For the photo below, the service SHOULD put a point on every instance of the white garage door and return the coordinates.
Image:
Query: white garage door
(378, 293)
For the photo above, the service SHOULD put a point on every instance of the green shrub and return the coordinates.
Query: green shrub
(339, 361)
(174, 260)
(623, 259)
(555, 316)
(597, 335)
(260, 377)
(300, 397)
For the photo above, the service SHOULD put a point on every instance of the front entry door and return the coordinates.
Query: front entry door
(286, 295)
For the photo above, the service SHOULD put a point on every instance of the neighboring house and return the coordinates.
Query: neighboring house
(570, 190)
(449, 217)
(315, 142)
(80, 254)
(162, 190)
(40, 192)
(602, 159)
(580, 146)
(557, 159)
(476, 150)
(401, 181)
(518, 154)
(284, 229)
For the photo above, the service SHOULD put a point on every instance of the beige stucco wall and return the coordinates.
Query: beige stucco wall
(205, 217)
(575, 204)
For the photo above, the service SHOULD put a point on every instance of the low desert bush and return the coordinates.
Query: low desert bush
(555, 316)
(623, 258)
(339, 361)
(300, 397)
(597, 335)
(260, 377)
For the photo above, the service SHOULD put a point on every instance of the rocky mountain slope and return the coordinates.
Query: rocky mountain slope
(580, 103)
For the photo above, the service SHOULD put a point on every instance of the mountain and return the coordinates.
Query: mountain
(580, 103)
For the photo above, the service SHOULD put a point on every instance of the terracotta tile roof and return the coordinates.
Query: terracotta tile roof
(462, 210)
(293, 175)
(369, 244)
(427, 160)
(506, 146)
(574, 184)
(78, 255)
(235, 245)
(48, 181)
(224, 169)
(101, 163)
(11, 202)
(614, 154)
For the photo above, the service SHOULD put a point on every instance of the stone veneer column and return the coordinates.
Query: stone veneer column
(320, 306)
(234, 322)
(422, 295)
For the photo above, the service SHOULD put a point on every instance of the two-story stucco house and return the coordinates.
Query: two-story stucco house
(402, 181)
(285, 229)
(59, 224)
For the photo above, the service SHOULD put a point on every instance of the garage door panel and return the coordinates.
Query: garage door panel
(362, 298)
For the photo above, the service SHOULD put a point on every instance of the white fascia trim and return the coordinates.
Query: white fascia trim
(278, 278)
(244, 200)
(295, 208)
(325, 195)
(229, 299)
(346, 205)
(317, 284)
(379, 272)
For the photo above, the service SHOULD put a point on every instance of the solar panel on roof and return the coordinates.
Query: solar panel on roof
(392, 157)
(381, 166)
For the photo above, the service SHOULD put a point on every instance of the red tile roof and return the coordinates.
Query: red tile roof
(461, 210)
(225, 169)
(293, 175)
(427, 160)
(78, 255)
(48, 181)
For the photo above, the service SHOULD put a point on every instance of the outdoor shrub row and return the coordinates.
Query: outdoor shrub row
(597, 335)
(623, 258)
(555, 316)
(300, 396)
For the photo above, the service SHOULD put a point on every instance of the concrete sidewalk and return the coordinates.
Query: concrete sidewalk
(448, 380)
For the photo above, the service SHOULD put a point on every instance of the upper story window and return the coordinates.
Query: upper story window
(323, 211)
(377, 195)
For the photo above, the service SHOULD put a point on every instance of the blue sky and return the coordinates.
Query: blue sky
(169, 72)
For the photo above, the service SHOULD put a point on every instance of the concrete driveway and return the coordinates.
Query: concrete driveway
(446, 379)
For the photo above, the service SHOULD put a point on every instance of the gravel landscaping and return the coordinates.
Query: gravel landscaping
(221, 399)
:::::
**SHORT EXERCISE:** Convert every line of the records above into a JSON list of strings, one string per line, leaving out any blank lines.

**TASK ANSWER:**
[
  "For the photo below, the service SHOULD put a point on every instance of the white garage door and return the coordinates.",
  "Image:",
  "Query: white garage door",
  "(378, 293)",
  "For the photo above, the service SHOULD put a point on every instance of the green shrub and return the coordinates.",
  "Query: green shrub",
  "(339, 361)",
  "(174, 260)",
  "(623, 259)",
  "(555, 316)",
  "(597, 335)",
  "(260, 377)",
  "(300, 397)",
  "For the photo above, the service SHOULD put a point on every instance of the front entry door and return the coordinates.",
  "Query: front entry door",
  "(286, 295)",
  "For the photo above, the service SHOULD put a point on every instance of the neighboring house and return the coordinates.",
  "Query: neighboring house",
  "(570, 190)",
  "(449, 217)",
  "(315, 142)",
  "(80, 254)",
  "(162, 190)",
  "(40, 192)",
  "(602, 159)",
  "(580, 146)",
  "(557, 159)",
  "(476, 150)",
  "(401, 181)",
  "(518, 154)",
  "(284, 229)",
  "For the photo above, the service SHOULD put a point on every instance of the beige stucco wall and return the coordinates.",
  "Query: beige stucco wall",
  "(205, 217)",
  "(575, 204)",
  "For the photo above, the service SHOULD put a point on every instance of the low desert bush and return the coordinates.",
  "Query: low desert bush",
  "(555, 316)",
  "(623, 258)",
  "(339, 361)",
  "(300, 397)",
  "(597, 335)",
  "(260, 377)",
  "For the photo above, the service SHOULD put a point on every instance of the rocky mountain slope and return the coordinates.",
  "Query: rocky mountain slope",
  "(580, 103)",
  "For the photo above, the service SHOULD put a point on every instance of the mountain and return the coordinates.",
  "Query: mountain",
  "(580, 103)",
  "For the photo above, the service SHOULD put a point on every instance of the terracotta tile roof and return the coordinates.",
  "Query: terracotta tile roof",
  "(462, 210)",
  "(293, 175)",
  "(369, 244)",
  "(427, 160)",
  "(506, 146)",
  "(574, 184)",
  "(78, 255)",
  "(235, 245)",
  "(48, 181)",
  "(224, 169)",
  "(101, 163)",
  "(11, 202)",
  "(614, 154)",
  "For the photo above, the service SHOULD put a point on every instance of the stone veneer column and return the coordinates.",
  "Query: stone veneer column",
  "(320, 306)",
  "(234, 322)",
  "(422, 295)",
  "For the photo above, the service SHOULD put a point on every instance of the two-story stucco house and return the coordinates.",
  "Query: two-story stucco house",
  "(402, 181)",
  "(285, 229)",
  "(59, 224)",
  "For the photo above, the service SHOULD put a point on every instance of the garage door panel and return the coordinates.",
  "Query: garage door panel",
  "(362, 298)",
  "For the photo above, the service SHOULD put a point on every instance of the white fascia trim and return the coordinates.",
  "Query: white fascia trim",
  "(278, 278)",
  "(244, 200)",
  "(295, 208)",
  "(325, 195)",
  "(229, 299)",
  "(346, 205)",
  "(317, 284)",
  "(379, 272)",
  "For the photo above, the service SHOULD put a point on every instance of the solar panel on roof and return the coordinates.",
  "Query: solar panel on roof",
  "(392, 157)",
  "(381, 166)",
  "For the photo above, the service SHOULD put a point on every instance of the red tile roof and return the coordinates.",
  "Query: red tile roof",
  "(461, 210)",
  "(225, 169)",
  "(293, 175)",
  "(427, 160)",
  "(78, 255)",
  "(48, 181)",
  "For the photo above, the service SHOULD put a point on every instance of the outdoor shrub row and return the coordinates.",
  "Query: outdoor shrub row",
  "(597, 335)",
  "(623, 258)",
  "(555, 316)",
  "(300, 396)",
  "For the photo above, the service SHOULD put a point on every instance of the concrete sidewalk and return the coordinates.",
  "Query: concrete sidewalk",
  "(448, 380)",
  "For the photo above, the service SHOULD put a point on every instance of the upper story window and return the coordinates.",
  "Query: upper story window",
  "(323, 211)",
  "(377, 195)",
  "For the photo above, the service SHOULD put a point on every instance of the blue sky and return the coordinates.",
  "Query: blue sky",
  "(169, 72)",
  "For the photo above, the service SHOULD put a point on every instance of the concrete driveway and return the coordinates.",
  "Query: concrete driveway",
  "(446, 379)",
  "For the photo above, the service SHOULD put a point on every instance of the gravel landscaping and return the coordinates.",
  "Query: gravel landscaping",
  "(221, 399)"
]